Please return all lines from the records below that include the string "detect".
....
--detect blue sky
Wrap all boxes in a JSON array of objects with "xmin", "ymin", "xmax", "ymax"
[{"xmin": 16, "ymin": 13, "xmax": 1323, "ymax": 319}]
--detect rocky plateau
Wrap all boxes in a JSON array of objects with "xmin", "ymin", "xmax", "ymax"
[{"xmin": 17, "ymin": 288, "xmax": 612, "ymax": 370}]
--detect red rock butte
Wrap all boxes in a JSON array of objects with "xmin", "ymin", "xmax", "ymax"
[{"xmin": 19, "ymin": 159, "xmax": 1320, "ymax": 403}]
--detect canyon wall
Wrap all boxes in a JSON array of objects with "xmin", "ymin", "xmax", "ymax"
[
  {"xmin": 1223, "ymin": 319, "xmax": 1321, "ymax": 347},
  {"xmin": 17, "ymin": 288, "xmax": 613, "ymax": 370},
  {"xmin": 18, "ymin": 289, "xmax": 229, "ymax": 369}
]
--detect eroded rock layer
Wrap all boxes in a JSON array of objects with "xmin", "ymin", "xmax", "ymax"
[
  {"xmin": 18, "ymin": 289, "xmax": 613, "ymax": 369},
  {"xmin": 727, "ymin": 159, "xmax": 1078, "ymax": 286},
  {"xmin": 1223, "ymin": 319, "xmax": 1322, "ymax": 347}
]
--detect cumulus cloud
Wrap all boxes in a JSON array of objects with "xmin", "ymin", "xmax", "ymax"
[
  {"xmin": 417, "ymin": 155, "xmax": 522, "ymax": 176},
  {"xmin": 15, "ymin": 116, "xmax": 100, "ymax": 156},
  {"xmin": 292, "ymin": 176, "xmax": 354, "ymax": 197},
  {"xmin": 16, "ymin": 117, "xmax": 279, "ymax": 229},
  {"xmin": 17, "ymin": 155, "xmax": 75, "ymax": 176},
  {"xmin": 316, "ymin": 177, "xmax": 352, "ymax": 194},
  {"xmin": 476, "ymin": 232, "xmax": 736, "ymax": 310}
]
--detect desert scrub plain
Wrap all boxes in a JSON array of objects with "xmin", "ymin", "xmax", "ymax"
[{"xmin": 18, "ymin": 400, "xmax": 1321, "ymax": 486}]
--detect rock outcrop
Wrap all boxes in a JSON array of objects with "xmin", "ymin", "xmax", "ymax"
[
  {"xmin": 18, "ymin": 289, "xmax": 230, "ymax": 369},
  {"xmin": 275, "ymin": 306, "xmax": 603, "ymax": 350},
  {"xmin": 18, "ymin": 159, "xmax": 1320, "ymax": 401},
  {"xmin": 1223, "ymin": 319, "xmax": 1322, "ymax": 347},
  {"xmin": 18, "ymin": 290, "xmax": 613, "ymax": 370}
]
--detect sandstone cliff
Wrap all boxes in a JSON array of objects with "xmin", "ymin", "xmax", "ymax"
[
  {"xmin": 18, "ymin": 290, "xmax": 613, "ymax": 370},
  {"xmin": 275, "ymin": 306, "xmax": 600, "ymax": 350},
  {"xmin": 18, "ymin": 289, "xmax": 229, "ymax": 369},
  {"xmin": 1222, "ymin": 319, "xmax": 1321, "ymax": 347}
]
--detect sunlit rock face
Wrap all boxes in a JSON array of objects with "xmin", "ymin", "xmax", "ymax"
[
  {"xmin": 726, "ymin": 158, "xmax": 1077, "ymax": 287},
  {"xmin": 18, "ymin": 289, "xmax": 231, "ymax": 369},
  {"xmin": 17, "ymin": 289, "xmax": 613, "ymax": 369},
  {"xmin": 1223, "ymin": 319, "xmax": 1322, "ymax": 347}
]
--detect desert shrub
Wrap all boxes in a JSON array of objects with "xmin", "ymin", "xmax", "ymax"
....
- _Finished exercise_:
--detect blue sky
--detect rocky plateau
--detect red rock butte
--detect canyon wall
--detect eroded rock layer
--detect cumulus cloud
--detect desert scrub plain
--detect rock outcrop
--detect sandstone cliff
--detect sunlit rock face
--detect desert shrub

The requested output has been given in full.